## start Supplied passage
The RHNA is a state required process for cities and counties to update the local housing elements of their general plan.  This update is mandated by state law (California Government Code § 65584.01), requiring the local Metropolitan Planning Organization (“MPO”) to analyze and predict the housing needs for each jurisdiction within its area for an eight-year planning period.  SCAG is the MPO for the region.

The intent of quantifying the anticipated housing needs for communities within the MPO is so local governments may use these estimates to better plan for the change in both housing demand and population over the planning period, such as changes in zoning to accommodate anticipated housing and job growth.  It also provides important planning information as to allocating civil resources (police, fire, schools, parks, etc.) that would also be impacted.

What is the status of the 6th Cycle RHNA?

SCAG first adopted the RHNA methodology in March of 2020 and prepared the draft RHNA allocation for all jurisdictions within its region.  SCAG distributed the draft allocation in September of 2020 and received 52 appeals related to 49 jurisdictions contesting their allocations.  The Cities of West Hollywood and Calipatria eventually withdrew their appeals.  A total of 8 days of appeal hearings were scheduled for the month of January 2021, and SCAG completed their final appeal hearing on January 25, 2021.  Of the 47 appeals, SCAG’s RHNA Appeals Board recommended partially granting the appeal for the County of Riverside and the City of Pico Rivera, by only partially reducing their RHNA allocation.  However, the reduced allocation for these two jurisdictions were proportionally reallocated to the rest of the region, as state law does not permit SCAG to reduce the overall regional allocation as determined by HCD.[5]   On February 16, 2021, the RHNA Subcommittee ratified the determination of all appeals and recommended the final allocation to the CEHD Committee.  At it’s February 23, 2021 meeting, the CEHD recommended adoption of the final RHNA allocation.  SCAG’s Regional Council will formally adopt the final allocation at its March 4, 2021 meeting.  The final RHNA plan will then be transmitted to HCD for final certification.

After adoption of the final RHNA allocation, all jurisdictions are required to update their Housing Element to plan for the required number of housing units outlined in the RHNA.  Housing Elements are required to be adopted by local governments and submitted to HCD no later than October 15, 2021.  Locally, the City of Los Angeles published their Notice of Preparation and Initial Study on January 13, 2021 related to the Housing Element update.  Written comments on Los Angeles’ housing update initial study were collected through February 15, 2021.  A draft of the new Housing Element is anticipated to be available in Spring 2021.  You can track status of Los Angeles’ housing element update here.

What does RHNA mean to local government and developers?

Like most planning-level documents, the RHNA does not, in and of itself, require the physical development of housing.  Instead, RHNA is intended to provide local jurisdictions with data to best plan for expected growth.  This has the practical effect of city and county planning departments updating the zoning requirements, such as density limitations and the housing element of general plans, to theoretically allow enough housing to meet its RHNA requirements.  However, cities have historically failed to meet their RHNA targets for all income groups with little to no enforcement from the state.  Critics have cited this perceived lack of proverbial “teeth” of RHNA targets in housing elements for partially contributing to California’s high cost of housing (Monkkonen, et al. 2019).[6]  As of the reporting period in October 2020, only 31 jurisdictions were on track to meet their RHNA targets out of a statewide total of 539 jurisdictions.  With high housing costs a major local and statewide policy issue, local housing elements have received increased scrutiny and attention, including the passage of state laws intended to streamline the construction of housing.
## end Supplied passage
## start Information shown
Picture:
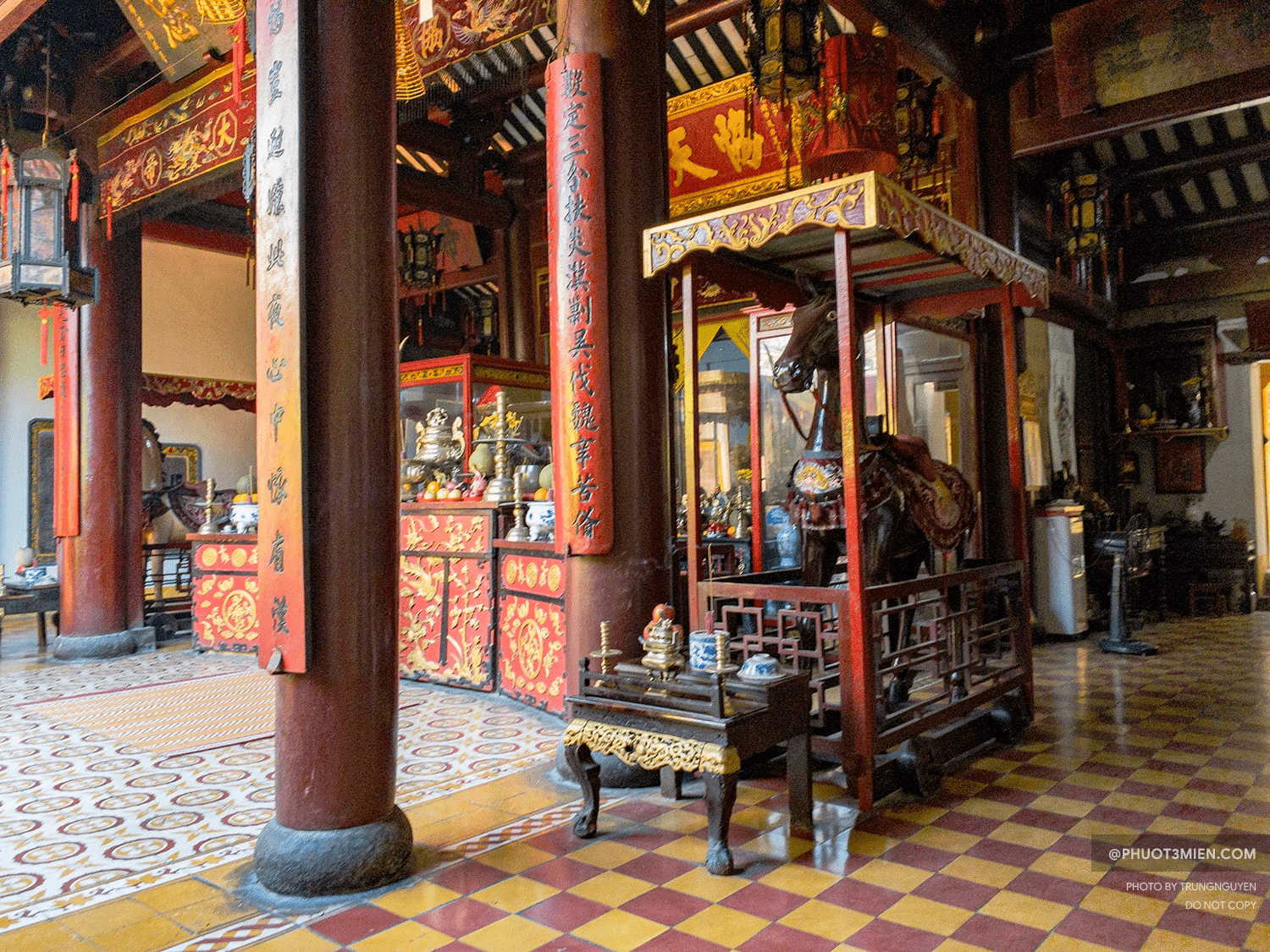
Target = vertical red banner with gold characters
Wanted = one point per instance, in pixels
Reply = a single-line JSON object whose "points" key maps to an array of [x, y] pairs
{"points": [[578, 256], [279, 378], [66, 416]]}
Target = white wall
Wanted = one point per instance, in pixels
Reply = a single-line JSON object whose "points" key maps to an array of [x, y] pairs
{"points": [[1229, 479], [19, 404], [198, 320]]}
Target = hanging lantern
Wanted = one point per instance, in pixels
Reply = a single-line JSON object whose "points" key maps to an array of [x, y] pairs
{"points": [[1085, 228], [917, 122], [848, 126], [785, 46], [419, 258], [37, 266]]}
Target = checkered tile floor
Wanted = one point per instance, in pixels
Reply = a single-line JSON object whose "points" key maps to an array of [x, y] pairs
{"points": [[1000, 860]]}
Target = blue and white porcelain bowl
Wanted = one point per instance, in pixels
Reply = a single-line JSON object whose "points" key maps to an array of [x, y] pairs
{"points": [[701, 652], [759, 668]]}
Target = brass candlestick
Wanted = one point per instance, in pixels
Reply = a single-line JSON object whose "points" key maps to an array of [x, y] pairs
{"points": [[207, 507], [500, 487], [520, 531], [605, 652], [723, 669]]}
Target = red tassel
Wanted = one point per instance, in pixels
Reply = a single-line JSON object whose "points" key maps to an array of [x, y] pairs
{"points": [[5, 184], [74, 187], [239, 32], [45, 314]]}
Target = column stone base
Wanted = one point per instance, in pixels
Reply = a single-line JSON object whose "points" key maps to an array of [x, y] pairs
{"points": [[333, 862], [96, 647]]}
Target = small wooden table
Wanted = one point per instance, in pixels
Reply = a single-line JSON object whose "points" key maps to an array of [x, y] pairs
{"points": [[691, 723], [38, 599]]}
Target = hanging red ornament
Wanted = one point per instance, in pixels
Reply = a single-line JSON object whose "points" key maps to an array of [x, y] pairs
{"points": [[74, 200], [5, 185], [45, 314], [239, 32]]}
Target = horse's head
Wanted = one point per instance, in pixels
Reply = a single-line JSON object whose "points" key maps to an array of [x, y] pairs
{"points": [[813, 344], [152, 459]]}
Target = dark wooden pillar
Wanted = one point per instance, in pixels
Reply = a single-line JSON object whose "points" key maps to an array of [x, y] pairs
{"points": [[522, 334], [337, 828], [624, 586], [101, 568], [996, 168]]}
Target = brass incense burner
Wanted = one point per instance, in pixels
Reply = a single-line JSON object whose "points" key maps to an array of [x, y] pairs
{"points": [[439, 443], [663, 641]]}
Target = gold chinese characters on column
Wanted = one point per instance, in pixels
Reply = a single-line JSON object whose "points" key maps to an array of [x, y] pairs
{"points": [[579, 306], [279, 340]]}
## end Information shown
* Aim: Could you extend the RHNA passage above, picking up after its last sentence?

* Response:
Of these laws, SB 35 (Weiner) reigns supreme in its relation to RHNA target.  SB 35 was introduced in 2016 and passed into law in the Fall of 2017.  Beginning in 2018, jurisdictions that were not meeting their RHNA targets from the previous cycle, as demonstrated on the jurisdiction’s reporting update to the HCD, were required to approve qualifying housing projects through a ministerial process— objective and focused on assessing compliance with criteria required for streamlined projects, as well as any reasonable objective design standards that were in effect before the application was submitted.  This ministerial review process also exempts the project from environmental review under the California Environmental Quality Act (“CEQA”).

SB 35 provides developers with a powerful tool to bypass many land use controls designed to slow or limit housing production, especially with the consideration that jurisdictions across the state have historically failed to meet their RHNA targets, making the 6th Cycle RHNA allocation of importance to local governments, residents, advocates, and developers.   When combined with other statutes that grant development incentives or otherwise streamline review of housing projects, such as the State Density Bonus law[7], developers can receive much quicker approval of qualifying affordable housing projects, while also limiting sometimes onerous development standards to help reduce cost, speed up approval, and increase affordable housing stock in local communities.

Please Contact Sheppard Mullin with Any Questions

We are experienced in evaluating current and proposed RHNA targets and utilizing SB 35 to advance new housing projects through California.  Our team has worked with clients to approve thousands of new dwelling units using SB 35 and other permit streamlining tools.  Contact us to discuss.

*Reuben Duarte is a senior planner in the Real Estate, Land Use, and Environmental Practice Group in the firm’s Los Angeles office.


[1] The Southern California Association of Governments or SCAG is the state-designated MPO for six counties (Imperial, Los Angeles, Orange, Riverside, San Bernardino and Ventura) and 191 cities.

[2] Government Code § 65913.4

[3] City of West Hollywood (Los Angeles County) and City of Calipatria (Imperial County).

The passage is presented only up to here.